Give the count of lines below that include the word "giving", and say nothing else.

[Start of section]

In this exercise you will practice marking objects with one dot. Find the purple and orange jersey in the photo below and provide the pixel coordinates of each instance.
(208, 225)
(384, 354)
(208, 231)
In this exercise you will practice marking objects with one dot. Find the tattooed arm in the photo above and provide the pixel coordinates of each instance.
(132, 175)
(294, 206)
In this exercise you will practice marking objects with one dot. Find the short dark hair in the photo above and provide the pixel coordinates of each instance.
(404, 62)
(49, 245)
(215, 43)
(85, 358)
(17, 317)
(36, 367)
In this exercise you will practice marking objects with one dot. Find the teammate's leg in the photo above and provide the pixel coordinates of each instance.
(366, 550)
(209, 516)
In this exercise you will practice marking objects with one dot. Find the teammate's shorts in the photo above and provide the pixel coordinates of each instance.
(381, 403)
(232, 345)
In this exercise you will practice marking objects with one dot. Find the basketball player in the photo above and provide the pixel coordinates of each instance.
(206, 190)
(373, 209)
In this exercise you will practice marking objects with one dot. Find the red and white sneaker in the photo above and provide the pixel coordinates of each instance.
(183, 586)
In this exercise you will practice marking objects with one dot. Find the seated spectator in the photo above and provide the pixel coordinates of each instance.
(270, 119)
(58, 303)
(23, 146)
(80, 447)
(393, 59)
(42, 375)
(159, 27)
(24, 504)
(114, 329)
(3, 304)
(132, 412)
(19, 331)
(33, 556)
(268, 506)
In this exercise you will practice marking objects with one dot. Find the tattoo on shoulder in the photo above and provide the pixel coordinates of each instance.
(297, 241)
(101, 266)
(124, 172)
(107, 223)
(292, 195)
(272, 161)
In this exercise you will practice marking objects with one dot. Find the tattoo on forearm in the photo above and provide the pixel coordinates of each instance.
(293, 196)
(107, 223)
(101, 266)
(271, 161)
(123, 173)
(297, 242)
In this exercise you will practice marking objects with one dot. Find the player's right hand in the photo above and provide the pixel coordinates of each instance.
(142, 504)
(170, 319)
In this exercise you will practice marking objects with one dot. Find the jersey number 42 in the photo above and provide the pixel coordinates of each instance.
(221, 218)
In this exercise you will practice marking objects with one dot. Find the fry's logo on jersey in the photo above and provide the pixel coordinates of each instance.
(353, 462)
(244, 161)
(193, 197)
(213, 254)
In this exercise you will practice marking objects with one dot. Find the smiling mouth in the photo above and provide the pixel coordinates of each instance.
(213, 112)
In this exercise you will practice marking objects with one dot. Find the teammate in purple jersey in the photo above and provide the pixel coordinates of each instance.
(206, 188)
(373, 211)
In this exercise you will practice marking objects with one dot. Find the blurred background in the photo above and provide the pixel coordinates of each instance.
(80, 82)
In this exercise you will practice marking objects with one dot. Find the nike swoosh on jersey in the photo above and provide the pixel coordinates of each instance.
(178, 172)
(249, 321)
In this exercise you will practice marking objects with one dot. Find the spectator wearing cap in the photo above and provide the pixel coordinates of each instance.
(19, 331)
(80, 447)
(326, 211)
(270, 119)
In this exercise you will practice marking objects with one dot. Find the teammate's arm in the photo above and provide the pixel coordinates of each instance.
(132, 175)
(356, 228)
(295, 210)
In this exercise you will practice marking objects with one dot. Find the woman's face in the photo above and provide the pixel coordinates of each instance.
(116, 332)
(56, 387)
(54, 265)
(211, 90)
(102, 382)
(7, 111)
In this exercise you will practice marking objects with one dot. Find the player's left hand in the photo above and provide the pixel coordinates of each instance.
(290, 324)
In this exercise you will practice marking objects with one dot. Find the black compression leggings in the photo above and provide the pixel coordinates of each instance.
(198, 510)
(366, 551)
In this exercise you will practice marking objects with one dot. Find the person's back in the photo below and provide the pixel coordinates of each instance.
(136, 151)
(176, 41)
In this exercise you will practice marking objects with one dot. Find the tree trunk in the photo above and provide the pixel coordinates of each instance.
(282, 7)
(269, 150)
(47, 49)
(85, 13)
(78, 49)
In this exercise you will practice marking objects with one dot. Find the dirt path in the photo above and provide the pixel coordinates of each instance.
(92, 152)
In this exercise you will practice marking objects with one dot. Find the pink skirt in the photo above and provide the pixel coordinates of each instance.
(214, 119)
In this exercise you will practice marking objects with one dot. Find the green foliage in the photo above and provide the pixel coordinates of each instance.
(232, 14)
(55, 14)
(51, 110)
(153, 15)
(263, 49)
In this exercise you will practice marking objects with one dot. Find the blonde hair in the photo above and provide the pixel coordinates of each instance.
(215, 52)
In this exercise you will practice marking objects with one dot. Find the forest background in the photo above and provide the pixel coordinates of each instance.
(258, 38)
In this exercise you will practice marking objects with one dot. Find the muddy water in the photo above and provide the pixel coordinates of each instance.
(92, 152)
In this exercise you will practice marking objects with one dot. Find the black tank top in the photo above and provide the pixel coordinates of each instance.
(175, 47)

[End of section]
[Start of section]

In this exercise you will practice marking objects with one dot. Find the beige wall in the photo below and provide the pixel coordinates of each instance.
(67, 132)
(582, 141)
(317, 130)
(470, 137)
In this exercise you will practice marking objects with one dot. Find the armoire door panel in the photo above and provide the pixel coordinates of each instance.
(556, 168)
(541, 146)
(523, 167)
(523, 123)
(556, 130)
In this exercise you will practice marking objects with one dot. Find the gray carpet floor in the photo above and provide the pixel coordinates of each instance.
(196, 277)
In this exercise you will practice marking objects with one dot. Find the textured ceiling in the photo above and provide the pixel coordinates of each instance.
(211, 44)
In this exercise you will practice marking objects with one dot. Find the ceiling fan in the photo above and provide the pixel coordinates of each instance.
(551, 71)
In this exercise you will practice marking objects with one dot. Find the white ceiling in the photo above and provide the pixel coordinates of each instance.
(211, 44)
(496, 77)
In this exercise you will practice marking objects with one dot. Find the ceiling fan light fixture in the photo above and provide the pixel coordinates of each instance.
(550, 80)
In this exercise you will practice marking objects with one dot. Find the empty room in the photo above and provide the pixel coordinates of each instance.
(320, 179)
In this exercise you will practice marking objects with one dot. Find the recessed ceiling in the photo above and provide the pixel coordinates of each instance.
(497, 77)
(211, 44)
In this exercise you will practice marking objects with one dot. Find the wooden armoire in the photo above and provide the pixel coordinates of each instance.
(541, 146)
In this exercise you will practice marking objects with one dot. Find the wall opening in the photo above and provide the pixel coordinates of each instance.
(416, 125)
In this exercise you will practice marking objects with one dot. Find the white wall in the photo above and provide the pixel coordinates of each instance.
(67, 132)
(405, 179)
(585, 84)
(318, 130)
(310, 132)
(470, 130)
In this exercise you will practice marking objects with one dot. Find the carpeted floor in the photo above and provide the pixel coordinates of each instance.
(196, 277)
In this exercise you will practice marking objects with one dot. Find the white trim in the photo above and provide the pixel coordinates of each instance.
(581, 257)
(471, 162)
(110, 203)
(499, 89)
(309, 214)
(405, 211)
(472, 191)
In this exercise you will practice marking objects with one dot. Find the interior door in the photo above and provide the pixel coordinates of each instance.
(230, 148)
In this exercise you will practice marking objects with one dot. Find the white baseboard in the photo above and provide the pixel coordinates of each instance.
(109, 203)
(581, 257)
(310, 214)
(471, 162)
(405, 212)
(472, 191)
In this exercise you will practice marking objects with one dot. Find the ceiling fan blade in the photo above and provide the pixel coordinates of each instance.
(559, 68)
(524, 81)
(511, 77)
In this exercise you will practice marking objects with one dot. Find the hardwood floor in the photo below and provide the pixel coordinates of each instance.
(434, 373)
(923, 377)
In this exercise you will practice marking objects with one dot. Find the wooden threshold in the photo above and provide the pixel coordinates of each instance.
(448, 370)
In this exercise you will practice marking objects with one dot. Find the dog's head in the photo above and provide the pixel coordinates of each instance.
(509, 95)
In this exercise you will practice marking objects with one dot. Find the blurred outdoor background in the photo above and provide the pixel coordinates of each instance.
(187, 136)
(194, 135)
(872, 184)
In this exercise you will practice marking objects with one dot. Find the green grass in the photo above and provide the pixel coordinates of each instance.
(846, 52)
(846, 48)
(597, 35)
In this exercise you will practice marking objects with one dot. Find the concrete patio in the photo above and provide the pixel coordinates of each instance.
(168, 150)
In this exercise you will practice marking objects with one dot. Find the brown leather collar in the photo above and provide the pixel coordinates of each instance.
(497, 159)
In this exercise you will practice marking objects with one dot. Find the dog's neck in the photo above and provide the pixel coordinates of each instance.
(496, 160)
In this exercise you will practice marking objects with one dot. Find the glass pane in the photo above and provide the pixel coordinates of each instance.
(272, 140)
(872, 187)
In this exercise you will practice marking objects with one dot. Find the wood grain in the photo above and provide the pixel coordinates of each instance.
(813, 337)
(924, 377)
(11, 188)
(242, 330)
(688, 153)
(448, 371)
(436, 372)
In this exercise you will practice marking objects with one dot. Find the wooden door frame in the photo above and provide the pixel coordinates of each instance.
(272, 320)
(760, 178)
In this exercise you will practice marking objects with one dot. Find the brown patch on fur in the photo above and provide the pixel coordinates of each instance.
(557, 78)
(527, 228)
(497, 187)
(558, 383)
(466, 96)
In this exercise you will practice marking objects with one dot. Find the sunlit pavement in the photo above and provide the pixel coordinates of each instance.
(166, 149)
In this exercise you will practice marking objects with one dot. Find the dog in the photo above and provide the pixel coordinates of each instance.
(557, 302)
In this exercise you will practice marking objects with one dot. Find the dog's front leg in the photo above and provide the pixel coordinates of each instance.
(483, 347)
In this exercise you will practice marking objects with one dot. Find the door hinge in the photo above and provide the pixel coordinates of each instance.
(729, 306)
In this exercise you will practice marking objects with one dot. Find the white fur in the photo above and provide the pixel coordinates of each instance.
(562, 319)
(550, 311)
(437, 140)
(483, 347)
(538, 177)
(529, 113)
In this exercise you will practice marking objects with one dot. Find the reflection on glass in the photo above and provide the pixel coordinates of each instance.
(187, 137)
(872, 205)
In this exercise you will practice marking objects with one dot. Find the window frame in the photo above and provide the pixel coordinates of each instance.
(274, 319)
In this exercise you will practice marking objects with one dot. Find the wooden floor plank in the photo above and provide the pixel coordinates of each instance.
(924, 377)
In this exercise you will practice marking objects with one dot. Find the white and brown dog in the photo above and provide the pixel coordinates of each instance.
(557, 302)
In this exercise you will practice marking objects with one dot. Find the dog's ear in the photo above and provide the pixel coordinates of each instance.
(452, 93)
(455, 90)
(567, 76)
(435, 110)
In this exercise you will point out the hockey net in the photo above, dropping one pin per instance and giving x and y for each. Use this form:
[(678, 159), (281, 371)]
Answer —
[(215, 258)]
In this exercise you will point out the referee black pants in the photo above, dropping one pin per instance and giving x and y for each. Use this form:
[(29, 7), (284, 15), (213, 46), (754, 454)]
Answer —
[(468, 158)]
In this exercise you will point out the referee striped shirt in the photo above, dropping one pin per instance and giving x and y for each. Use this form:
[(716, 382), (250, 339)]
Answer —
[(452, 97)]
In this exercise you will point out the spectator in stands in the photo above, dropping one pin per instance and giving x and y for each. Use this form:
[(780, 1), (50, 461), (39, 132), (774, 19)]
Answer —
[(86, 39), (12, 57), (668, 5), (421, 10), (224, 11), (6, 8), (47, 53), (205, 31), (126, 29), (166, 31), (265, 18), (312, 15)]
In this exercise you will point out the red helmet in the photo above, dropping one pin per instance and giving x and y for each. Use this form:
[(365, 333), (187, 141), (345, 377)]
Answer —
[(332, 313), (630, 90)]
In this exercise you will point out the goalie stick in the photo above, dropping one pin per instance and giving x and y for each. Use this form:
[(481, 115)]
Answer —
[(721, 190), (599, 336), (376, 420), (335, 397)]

[End of section]

Your solution:
6